=== Required task ===
Write the next part of the death penalty news digest, starting right after its last sentence about the federal appeals court reversing the lower court's ruling.

[Deathpenalty] death penalty news----NEB., CALIF., WASH., USA

Rick Halperin rhalperi at smu.edu
Fri Nov 13 11:30:58 CST 2015






Nov. 13



NEBRASKA:

UNK Hosts Death Penalty Forum


Nebraska's death penalty continues to be a hot button topic, regardless of what 
side you're on.

Representatives from each side met at UNK Thursday night for a public 
debate-one side arguing that the capitol punishment system is broken, the other 
advocating for it to stay.

"The death penalty is a lot more expensive than life without parole," said 
Nebraskans for Alternative To Death Penalty's Matt Maly. "It seems counter- 
intuitive but with the lengthy appeals process the complex and longer expensive 
trial, it's a lot more expensive and that's tax payers' money that we worked so 
hard for."

"The cost, you hear about the cost from defendents who plead guilty rather than 
have the death penalty," said Nebraskans For Death Penalty's Bob Evnan. "And we 
have a lot of those in the state as well."

Nebraska voters will ultimately have the final decision in the general election 
in November, 2016.

(source: nebraska.tv)






CALIFORNIA:

Testimony begins in death penalty case----Man accused in 2004 double murder in 
Indio


An Indio woman testified Thursday that she watched hysterically for several 
minutes as her brother bled, gasped for air and then died after being shot 
multiple times as he sat in his car near her Towne Street apartment 11 years 
ago.

Vicki Loera Castro was the 1st prosecution witness in the trial of Elias 
Carmona Lopez, charged with 2 counts of 1st-degree murder in the 
execution-style shooting deaths of Erineo Perez and Martin Garcia on Oct. 10 
and Oct. 26, 2004. Both victims were shot several times in the face, 
authorities said.

Prosecutors are seeking the death penalty for Lopez, who faces special 
circumstance allegations of lying in wait, committing multiple murders and 
murder in furtherance of a criminal street gang.

(source: KESQ news)

************

California's death penalty process upheld----747 people are on death row in 
California


A federal appeals court on Thursday announced it has reversed a lower court's 
ruling that California's death penalty process was unconstitutional because of 
systemwide delays.

=== Dataset excerpt ===
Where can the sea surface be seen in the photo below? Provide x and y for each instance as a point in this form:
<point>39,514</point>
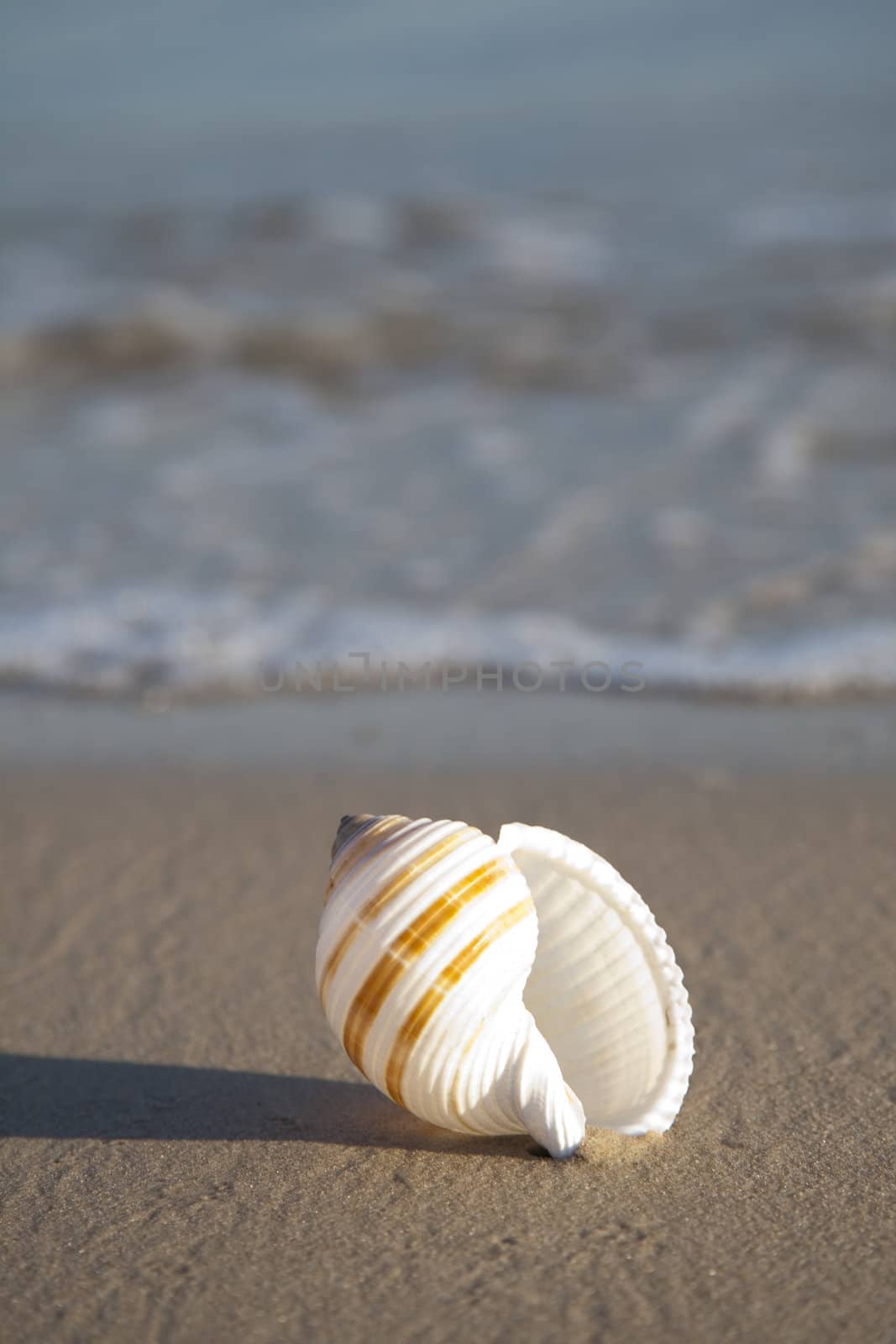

=== Output of the exercise ===
Last year, District Court Judge Cormac J. Carney vacated the 1995 death 
sentence of Ernest D. Jones, who petitioned the court to determine whether his 
death sentence was valid.

Carney wrote: "Allowing this system to continue to threaten Mr. Jones with the 
slight possibility of death, almost a generation after he was first sentenced, 
violates the Eighth Amendment's prohibition against cruel and unusual 
punishment."

Judge Susan P. Graber, who wrote the opinion for the 3-judge appeals panel, 
said Jones' legal team had asked the court to consider what would be a new 
constitutional rule in a habeas corpus case (ones that determine whether 
imprisonment is valid). Most are barred by a 1989 ruling in Teague v. Lane, she 
wrote.

She said the decision was based on the legal maneuvers in the case, not whether 
the many years death penalty cases take in the system was unconstitutional.

"Many agree with petitioner that California's capital punishment system is 
dysfunctional and that the delay between sentencing and execution in California 
is extraordinary," she wrote.

"But 'the purpose of federal habeas corpus is to ensure that state convictions 
comply with the federal law in existence at the time the conviction became 
final, and not to provide a mechanism for the continuing re-examination of 
final judgments based upon later emerging legal doctrine,'" she added, quoting 
a 1990 habeas case

In California, lawyers can appeal the decision of the appeals court.

There are 747 people on death row in California. No one has been executed since 
2006.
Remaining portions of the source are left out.